> EXERCISE DIRECTIONS
Name every specialized term for a synchronous orbit that the synchronous orbit text below gives.

> GIVEN TEXT
══════════════════════════════
= Synchronous orbit =

Orbit of an astronomical body equal to that body's average rotational period

A synchronous orbit is an orbit in which an orbiting body (usually a satellite) has a period equal to the average rotational period of the body being orbited (usually a planet), and in the same direction of rotation as that body.

== Simplified meaning ==
A synchronous orbit is an orbit in which the orbiting object (for example, an artificial satellite or a moon) takes the same amount of time to complete an orbit as it takes the object it is orbiting to rotate once.

== Properties ==
A satellite in a synchronous orbit that is both equatorial and circular will appear to be suspended motionless above a point on the orbited planet's equator. For synchronous satellites orbiting Earth, this is also known as a geostationary orbit. However, a synchronous orbit need not be equatorial; nor circular. A body in a non-equatorial synchronous orbit will appear to oscillate north and south above a point on the planet's equator, whereas a body in an elliptical orbit will appear to oscillate eastward and westward. As seen from the orbited body the combination of these two motions produces a figure-8 pattern called an analemma.

== Nomenclature ==
There are many specialized terms for synchronous orbits depending on the body orbited. The following are some of the more common ones. A synchronous orbit around Earth that is circular and lies in the equatorial plane is called a geostationary orbit. The more general case, when the orbit is inclined to Earth's equator or is non-circular is called a geosynchronous orbit. The corresponding terms for synchronous orbits around Mars are areostationary and areosynchronous orbits.

== Formula ==

For a stationary synchronous orbit:

$$R_{syn} = \sqrt[3]{{G(m_2)T^2\over 4 \pi^2}}$$
where:

- $G$ is the gravitational constant
- $m_2$ is the mass of the celestial body
- $T$ is the sidereal rotational period of the body
- $R_{syn}$ is the radius of orbit

By this formula, one can find the synchronous orbital radius of a body, given its mass and sidereal rotational period.

Orbital speed (how fast a satellite is moving through space) is calculated by multiplying the angular speed of the satellite by the orbital radius.

Due to obscure quirks of orbital mechanics, no tidally locked body in a 1:1 spin-orbit resonance (i.e. a moon locked to a planet or a planet locked to a star) can have a stable satellite in a synchronous orbit, as the synchronous orbital radius lies outside the body's Hill sphere. This is universal and irrespective of the masses and distances involved.
══════════════════════════════
> RECORD SET
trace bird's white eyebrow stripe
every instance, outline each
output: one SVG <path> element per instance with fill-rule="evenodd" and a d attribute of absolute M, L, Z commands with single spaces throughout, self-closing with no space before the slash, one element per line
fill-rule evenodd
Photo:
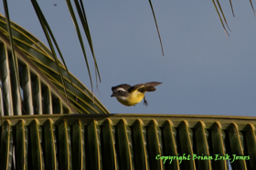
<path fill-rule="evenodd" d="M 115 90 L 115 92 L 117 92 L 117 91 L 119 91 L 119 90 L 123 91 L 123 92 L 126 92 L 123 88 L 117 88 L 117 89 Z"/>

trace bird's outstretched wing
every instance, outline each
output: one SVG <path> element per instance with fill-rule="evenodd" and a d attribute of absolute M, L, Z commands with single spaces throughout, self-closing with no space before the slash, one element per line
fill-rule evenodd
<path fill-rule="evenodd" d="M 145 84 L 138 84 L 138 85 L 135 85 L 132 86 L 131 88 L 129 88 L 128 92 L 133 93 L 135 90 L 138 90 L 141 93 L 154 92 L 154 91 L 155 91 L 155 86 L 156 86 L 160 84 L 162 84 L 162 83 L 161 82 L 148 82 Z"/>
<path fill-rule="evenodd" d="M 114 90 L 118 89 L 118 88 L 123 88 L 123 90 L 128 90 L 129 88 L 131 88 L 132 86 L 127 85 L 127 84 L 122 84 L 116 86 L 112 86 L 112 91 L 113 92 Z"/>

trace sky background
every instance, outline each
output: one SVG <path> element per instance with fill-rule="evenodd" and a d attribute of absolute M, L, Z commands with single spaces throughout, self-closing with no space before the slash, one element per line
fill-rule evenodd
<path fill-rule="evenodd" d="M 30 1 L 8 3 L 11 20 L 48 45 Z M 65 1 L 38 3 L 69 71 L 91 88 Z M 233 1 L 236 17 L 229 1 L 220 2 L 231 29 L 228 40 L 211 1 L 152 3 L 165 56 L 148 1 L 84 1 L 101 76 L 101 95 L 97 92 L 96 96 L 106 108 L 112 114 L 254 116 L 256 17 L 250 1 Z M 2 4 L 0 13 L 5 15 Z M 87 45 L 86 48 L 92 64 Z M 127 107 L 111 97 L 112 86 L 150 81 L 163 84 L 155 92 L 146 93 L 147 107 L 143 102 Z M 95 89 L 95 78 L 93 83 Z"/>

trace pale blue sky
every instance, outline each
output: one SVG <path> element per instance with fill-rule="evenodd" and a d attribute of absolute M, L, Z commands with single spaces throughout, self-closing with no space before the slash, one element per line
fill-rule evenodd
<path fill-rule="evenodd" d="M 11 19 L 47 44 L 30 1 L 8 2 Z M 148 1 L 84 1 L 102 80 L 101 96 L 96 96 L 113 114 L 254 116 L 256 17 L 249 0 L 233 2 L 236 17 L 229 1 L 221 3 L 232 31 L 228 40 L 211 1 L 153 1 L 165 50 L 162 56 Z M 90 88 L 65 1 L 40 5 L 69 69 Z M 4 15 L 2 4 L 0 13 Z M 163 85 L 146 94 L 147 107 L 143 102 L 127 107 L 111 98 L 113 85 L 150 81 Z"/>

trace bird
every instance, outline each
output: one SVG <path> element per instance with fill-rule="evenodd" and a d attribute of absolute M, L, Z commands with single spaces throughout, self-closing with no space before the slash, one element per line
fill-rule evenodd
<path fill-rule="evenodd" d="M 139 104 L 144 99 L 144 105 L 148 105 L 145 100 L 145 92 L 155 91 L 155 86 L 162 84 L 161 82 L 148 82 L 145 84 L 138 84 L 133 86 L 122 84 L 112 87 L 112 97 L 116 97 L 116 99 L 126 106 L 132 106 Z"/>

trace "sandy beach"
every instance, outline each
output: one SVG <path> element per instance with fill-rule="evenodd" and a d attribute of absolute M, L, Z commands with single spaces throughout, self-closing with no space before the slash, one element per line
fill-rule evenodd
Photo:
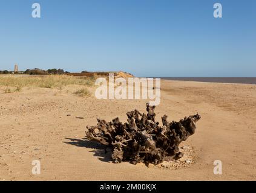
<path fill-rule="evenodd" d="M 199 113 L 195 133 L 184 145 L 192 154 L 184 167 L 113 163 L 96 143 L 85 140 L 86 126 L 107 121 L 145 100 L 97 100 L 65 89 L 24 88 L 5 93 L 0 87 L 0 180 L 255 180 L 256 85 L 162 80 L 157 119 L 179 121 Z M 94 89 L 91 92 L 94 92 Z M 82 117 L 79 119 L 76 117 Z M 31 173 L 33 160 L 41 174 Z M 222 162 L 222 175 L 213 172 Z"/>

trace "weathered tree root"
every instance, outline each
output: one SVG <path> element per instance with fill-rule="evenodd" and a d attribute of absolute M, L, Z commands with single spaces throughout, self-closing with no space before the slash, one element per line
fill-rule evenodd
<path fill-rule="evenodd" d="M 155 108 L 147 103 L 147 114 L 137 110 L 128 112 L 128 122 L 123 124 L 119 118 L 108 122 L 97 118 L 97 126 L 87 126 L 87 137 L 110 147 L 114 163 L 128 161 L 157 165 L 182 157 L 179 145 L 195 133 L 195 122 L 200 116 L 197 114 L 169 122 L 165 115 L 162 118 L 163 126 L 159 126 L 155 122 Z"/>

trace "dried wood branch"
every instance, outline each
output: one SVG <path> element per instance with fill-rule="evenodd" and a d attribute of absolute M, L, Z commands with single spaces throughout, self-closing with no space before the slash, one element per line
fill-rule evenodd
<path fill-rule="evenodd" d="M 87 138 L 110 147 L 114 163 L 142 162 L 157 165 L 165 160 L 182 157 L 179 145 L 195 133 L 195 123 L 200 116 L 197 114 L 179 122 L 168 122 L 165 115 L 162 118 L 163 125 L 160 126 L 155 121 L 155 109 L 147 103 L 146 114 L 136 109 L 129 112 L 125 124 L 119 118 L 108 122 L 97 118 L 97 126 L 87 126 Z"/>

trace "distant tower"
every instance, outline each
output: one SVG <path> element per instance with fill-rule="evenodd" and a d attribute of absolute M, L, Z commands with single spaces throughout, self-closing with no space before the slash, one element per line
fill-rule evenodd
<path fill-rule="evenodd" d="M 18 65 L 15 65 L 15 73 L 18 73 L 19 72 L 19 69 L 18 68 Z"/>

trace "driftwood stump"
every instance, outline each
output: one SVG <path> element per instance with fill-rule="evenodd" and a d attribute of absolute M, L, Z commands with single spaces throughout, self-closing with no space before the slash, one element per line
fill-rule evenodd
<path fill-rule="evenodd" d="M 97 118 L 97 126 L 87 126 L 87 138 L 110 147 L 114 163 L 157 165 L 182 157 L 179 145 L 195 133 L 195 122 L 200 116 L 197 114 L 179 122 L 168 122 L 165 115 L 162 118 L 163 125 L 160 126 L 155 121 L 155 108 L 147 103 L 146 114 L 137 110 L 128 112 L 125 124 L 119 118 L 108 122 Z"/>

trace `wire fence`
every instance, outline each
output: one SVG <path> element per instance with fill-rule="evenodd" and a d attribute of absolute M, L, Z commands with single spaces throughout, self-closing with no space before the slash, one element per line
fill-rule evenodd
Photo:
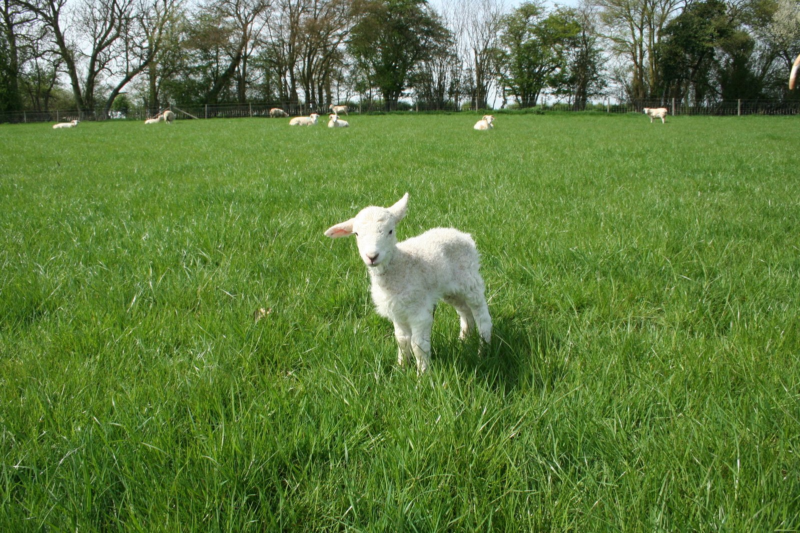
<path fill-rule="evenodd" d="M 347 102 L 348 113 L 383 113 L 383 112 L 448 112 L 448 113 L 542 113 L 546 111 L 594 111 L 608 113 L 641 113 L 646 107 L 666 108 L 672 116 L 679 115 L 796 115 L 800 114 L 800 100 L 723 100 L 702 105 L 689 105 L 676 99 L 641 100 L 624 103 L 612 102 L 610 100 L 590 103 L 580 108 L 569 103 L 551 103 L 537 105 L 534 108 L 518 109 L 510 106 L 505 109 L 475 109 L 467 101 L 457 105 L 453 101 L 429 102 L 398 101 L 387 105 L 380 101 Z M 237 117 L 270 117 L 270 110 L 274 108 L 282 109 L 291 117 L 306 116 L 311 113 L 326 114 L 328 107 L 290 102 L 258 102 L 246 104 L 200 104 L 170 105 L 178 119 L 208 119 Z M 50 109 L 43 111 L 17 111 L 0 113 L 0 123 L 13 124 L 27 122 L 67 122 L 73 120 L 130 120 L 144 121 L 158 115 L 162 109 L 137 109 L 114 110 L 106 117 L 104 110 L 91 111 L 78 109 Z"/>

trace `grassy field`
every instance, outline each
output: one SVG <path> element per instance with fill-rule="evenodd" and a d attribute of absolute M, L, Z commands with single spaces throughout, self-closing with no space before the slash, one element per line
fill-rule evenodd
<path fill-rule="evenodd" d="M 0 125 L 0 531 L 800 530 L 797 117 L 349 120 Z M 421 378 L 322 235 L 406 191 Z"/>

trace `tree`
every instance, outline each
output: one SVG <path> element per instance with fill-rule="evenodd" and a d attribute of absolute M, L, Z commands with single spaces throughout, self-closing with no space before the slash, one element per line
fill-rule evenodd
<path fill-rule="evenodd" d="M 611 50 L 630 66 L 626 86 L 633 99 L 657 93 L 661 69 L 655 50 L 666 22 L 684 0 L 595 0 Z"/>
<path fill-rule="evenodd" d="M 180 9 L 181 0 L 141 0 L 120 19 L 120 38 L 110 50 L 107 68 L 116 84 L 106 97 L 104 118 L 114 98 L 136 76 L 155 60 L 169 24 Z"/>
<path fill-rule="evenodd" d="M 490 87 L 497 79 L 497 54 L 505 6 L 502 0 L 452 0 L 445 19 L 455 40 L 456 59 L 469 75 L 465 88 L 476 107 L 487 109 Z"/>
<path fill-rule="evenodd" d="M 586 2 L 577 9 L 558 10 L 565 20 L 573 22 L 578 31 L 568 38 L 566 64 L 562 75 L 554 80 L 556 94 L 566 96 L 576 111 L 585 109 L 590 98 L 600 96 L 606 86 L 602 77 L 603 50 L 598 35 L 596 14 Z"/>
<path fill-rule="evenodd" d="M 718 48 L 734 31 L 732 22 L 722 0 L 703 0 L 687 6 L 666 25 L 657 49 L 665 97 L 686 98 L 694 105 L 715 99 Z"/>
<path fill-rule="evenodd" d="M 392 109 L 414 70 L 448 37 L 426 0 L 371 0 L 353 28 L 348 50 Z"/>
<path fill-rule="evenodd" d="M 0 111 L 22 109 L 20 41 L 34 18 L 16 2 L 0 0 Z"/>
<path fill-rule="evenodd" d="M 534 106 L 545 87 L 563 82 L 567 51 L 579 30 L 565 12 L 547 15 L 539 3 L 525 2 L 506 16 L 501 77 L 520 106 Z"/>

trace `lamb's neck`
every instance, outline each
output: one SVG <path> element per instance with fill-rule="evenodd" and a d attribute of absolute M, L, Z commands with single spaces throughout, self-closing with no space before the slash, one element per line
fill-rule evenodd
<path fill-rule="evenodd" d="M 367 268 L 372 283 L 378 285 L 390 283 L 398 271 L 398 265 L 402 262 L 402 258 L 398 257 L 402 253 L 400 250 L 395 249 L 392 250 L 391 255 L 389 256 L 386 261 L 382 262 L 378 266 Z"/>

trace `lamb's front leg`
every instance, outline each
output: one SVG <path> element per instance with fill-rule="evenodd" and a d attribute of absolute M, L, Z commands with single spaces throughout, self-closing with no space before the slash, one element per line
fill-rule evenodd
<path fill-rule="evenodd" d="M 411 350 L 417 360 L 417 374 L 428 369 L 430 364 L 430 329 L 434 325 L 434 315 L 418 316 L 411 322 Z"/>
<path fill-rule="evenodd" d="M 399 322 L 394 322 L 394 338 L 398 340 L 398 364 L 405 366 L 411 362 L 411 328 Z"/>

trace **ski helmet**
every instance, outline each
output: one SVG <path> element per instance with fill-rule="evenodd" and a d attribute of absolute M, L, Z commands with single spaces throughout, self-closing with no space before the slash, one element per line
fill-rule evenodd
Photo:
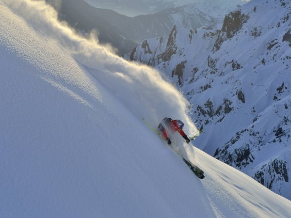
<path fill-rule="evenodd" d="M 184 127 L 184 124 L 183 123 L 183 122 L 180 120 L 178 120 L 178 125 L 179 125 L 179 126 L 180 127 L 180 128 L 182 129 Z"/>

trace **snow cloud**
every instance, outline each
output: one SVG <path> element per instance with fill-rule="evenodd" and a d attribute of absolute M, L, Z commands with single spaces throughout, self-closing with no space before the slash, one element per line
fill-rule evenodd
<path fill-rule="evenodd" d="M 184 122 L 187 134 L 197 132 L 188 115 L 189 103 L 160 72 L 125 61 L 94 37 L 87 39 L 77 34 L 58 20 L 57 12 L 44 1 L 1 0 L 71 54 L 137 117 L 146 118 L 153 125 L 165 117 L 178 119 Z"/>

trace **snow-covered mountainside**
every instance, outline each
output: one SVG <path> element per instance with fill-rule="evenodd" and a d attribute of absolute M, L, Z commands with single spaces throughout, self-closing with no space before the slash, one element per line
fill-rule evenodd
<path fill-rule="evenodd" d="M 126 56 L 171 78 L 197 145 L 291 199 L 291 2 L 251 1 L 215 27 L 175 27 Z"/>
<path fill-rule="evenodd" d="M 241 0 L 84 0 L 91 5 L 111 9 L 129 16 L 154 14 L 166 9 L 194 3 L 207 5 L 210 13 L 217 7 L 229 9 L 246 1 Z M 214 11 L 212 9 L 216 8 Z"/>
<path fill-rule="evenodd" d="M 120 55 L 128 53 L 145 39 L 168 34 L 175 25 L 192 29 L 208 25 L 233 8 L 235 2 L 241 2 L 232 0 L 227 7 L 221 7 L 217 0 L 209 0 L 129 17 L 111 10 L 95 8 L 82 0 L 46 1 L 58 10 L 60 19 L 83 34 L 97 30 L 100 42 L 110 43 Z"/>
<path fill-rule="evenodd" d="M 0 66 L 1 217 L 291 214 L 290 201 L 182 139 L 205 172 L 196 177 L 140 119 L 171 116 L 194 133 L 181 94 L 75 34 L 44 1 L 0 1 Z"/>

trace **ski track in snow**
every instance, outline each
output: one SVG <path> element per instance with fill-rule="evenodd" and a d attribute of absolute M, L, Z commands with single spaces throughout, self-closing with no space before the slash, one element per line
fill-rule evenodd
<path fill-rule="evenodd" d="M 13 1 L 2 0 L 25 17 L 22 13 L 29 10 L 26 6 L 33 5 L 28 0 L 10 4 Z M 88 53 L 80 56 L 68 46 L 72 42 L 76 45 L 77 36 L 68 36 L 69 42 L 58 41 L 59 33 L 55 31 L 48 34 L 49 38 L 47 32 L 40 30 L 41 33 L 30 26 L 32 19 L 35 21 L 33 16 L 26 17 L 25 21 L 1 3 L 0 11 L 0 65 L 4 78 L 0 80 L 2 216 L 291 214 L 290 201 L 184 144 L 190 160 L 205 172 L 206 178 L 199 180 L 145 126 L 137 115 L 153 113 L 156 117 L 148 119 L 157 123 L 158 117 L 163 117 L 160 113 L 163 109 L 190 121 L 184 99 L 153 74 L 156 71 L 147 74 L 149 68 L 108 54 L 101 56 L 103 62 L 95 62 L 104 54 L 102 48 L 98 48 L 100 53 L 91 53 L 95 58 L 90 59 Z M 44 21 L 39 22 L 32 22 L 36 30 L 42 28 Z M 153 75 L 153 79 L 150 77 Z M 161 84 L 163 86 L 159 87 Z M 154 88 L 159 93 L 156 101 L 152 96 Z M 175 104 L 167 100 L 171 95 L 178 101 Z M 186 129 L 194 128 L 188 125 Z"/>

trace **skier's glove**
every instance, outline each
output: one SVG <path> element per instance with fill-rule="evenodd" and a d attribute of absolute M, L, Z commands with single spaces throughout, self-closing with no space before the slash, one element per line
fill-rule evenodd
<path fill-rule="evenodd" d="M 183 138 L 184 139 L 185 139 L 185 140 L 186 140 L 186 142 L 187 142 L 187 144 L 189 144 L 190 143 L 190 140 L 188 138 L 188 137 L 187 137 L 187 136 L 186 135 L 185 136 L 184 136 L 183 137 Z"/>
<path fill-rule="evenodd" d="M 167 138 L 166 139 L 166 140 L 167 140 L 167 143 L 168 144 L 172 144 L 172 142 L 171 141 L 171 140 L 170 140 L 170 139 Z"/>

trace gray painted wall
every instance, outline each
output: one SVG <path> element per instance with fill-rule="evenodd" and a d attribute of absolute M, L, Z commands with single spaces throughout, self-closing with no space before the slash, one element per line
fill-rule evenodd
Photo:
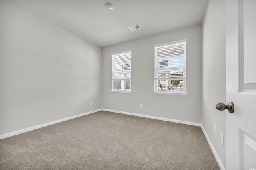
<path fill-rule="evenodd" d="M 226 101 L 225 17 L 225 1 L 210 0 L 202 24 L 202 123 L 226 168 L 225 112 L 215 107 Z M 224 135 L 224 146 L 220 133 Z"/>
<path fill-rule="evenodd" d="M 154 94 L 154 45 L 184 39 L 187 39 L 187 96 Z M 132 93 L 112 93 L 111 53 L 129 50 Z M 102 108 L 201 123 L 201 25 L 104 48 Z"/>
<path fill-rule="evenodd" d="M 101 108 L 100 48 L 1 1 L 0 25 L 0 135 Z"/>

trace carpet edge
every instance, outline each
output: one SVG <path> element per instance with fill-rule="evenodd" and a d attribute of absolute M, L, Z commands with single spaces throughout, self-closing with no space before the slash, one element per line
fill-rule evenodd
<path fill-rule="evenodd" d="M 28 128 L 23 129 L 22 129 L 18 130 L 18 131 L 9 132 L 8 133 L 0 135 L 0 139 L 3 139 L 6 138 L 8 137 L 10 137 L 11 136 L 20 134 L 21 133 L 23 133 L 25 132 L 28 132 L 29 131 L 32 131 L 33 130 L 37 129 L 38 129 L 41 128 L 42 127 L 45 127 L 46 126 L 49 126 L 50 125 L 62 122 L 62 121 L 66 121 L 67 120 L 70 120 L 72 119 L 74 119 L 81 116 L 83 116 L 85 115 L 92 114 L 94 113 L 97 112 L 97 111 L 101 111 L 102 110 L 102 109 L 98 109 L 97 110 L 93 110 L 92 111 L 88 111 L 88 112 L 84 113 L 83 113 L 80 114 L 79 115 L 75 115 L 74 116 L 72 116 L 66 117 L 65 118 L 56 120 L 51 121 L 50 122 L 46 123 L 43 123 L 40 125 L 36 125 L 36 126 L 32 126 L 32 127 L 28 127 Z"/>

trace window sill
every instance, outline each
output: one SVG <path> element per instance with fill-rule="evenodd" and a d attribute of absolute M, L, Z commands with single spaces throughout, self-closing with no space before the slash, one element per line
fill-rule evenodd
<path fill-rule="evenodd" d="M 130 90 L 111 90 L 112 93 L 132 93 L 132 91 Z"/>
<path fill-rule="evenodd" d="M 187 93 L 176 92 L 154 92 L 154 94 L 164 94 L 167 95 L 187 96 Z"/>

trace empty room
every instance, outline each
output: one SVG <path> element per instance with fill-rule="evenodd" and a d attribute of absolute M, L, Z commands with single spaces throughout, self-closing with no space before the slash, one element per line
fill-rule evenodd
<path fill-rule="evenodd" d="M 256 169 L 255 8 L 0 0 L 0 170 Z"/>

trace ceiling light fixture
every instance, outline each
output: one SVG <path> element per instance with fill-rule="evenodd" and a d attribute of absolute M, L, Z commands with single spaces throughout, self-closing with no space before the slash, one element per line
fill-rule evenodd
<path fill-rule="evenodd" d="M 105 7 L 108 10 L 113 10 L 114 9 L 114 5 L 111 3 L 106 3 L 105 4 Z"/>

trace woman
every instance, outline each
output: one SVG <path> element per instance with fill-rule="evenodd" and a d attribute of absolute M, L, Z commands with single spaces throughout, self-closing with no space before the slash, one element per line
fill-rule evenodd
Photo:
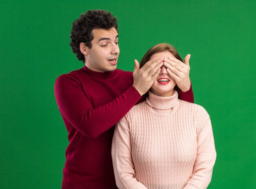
══════════════════════════════
> TASK SOLUTION
Geostationary orbit, geosynchronous orbit, areostationary orbit, areosynchronous orbit